**Work to be completed:**
Please state how many lines in the material below contain the string "pants", with case counting. Reply with the number alone.

**Material shown:**
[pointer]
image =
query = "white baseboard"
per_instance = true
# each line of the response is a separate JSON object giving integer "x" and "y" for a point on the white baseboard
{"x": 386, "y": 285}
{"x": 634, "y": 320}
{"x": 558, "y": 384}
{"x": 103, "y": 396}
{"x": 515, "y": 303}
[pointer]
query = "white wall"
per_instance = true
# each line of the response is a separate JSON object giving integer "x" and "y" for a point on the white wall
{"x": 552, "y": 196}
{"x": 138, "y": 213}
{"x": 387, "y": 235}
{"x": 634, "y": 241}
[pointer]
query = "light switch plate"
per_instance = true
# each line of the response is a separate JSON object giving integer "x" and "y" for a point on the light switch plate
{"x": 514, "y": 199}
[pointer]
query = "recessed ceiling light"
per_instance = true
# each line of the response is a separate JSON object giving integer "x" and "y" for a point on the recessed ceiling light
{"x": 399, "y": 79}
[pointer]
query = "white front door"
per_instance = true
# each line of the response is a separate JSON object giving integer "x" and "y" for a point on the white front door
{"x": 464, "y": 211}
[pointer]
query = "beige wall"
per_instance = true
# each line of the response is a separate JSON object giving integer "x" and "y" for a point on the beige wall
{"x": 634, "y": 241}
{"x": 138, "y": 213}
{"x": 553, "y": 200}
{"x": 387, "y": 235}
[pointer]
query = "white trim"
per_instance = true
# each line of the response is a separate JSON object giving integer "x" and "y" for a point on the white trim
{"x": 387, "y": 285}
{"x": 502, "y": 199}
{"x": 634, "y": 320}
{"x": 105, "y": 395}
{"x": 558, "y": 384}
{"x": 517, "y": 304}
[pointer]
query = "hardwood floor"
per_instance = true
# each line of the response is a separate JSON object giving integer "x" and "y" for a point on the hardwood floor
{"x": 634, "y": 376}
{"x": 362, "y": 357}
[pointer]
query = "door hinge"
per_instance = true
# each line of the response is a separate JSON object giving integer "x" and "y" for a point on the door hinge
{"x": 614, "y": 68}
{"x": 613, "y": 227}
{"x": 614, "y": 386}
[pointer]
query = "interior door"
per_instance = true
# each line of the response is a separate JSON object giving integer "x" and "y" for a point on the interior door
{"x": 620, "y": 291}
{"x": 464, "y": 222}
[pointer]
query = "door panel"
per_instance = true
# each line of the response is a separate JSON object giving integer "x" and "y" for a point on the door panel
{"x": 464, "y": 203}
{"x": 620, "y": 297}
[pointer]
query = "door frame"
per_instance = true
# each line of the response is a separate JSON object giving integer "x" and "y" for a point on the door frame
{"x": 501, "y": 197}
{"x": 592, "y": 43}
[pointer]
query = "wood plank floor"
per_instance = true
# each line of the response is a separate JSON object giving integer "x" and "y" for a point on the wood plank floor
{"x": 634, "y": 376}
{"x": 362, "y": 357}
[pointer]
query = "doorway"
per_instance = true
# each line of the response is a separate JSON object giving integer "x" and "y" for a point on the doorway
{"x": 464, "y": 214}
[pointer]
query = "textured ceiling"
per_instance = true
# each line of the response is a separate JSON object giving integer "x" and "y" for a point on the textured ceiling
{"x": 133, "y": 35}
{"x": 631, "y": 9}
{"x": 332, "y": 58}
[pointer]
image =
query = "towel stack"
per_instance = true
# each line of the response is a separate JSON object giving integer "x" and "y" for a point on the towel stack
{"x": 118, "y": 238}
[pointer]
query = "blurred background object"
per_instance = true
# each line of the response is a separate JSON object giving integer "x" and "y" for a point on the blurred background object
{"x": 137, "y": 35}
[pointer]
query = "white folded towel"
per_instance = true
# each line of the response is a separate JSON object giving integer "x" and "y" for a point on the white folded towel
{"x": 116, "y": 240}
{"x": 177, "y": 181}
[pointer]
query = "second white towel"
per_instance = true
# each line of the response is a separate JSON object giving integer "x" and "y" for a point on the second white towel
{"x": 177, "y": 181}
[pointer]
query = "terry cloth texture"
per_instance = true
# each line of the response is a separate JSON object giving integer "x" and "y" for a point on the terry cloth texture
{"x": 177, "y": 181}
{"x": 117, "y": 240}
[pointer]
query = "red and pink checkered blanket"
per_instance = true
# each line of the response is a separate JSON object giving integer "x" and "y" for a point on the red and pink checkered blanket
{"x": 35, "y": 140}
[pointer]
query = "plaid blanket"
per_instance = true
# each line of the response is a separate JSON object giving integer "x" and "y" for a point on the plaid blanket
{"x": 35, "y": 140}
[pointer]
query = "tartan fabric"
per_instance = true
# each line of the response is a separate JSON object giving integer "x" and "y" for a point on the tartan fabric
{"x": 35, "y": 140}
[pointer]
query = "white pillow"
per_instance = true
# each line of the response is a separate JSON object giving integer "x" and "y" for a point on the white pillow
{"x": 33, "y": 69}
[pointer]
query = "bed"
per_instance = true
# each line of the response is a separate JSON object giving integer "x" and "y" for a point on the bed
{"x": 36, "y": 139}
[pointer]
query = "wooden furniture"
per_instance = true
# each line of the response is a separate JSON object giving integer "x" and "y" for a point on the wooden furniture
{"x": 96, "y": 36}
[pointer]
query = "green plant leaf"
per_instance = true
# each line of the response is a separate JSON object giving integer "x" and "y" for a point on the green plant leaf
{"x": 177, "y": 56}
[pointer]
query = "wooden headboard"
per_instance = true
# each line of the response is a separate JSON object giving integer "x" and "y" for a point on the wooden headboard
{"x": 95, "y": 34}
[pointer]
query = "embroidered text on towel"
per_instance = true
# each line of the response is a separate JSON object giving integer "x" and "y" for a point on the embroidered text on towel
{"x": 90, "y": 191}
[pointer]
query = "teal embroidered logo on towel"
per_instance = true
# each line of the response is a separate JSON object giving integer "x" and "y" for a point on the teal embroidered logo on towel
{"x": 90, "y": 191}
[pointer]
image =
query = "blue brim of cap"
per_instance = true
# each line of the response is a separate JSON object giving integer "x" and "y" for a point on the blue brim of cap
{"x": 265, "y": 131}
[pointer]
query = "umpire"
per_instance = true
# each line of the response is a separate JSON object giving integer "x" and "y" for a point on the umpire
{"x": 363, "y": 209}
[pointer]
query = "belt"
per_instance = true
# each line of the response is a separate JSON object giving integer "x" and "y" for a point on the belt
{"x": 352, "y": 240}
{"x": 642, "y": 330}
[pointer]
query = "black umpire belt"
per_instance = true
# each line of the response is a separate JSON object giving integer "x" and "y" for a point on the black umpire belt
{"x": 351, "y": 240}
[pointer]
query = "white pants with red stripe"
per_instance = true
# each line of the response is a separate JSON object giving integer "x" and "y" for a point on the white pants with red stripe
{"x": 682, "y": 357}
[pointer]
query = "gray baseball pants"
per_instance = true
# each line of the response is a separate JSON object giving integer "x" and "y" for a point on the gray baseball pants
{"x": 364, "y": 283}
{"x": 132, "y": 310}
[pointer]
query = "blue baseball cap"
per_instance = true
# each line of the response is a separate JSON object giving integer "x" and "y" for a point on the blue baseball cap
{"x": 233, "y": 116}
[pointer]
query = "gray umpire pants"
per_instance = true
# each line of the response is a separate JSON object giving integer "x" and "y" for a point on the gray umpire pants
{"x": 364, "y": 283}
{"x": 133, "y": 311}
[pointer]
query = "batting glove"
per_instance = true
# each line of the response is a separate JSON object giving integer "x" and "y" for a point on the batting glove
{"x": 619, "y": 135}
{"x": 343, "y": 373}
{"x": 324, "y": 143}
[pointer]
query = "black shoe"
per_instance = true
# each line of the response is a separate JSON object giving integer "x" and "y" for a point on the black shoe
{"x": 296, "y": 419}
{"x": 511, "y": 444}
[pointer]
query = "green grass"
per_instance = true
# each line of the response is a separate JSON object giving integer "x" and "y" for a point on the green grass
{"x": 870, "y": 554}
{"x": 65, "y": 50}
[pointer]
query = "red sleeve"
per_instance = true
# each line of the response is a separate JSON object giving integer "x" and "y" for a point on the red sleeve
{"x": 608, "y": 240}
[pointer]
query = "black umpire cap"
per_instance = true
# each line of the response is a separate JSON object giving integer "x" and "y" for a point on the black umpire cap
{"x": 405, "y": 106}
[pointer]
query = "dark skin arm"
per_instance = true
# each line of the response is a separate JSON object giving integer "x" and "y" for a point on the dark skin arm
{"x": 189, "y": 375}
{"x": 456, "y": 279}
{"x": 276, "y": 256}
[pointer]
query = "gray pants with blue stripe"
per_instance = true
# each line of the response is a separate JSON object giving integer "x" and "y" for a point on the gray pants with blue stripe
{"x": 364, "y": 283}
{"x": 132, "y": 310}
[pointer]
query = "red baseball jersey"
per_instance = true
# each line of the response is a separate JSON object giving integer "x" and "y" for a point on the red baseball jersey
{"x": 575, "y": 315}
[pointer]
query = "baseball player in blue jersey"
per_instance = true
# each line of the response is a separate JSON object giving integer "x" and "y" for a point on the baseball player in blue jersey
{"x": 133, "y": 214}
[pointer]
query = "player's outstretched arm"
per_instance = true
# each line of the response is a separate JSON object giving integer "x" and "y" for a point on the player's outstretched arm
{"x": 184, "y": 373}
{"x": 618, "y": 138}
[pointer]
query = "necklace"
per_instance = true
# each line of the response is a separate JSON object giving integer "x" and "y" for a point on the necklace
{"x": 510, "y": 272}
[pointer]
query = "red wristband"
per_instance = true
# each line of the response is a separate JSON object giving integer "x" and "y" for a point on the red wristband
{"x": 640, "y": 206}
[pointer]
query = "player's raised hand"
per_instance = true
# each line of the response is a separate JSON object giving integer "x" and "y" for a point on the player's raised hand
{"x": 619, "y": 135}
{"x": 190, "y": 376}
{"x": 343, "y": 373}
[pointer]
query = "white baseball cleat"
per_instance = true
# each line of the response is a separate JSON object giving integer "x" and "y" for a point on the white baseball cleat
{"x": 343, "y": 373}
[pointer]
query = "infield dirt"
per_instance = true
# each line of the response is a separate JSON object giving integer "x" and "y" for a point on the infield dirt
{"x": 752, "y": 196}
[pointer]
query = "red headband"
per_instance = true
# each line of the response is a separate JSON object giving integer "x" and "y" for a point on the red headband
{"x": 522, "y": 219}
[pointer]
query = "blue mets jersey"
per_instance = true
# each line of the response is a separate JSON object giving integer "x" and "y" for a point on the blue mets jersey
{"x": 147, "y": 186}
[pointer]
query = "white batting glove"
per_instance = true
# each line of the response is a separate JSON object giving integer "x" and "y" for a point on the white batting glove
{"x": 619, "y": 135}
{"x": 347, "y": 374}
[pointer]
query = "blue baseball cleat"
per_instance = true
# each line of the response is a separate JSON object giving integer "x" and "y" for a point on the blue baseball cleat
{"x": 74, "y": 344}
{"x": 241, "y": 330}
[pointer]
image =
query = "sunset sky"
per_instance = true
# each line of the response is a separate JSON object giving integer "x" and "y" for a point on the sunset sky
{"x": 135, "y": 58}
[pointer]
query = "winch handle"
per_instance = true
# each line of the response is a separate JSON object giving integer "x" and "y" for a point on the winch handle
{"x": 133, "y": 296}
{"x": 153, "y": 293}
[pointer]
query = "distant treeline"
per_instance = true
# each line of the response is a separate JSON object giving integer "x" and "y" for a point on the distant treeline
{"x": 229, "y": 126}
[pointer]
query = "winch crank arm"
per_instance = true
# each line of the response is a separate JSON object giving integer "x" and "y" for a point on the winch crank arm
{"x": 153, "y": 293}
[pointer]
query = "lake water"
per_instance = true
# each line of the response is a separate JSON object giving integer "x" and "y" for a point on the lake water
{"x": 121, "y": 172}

**Task output:**
8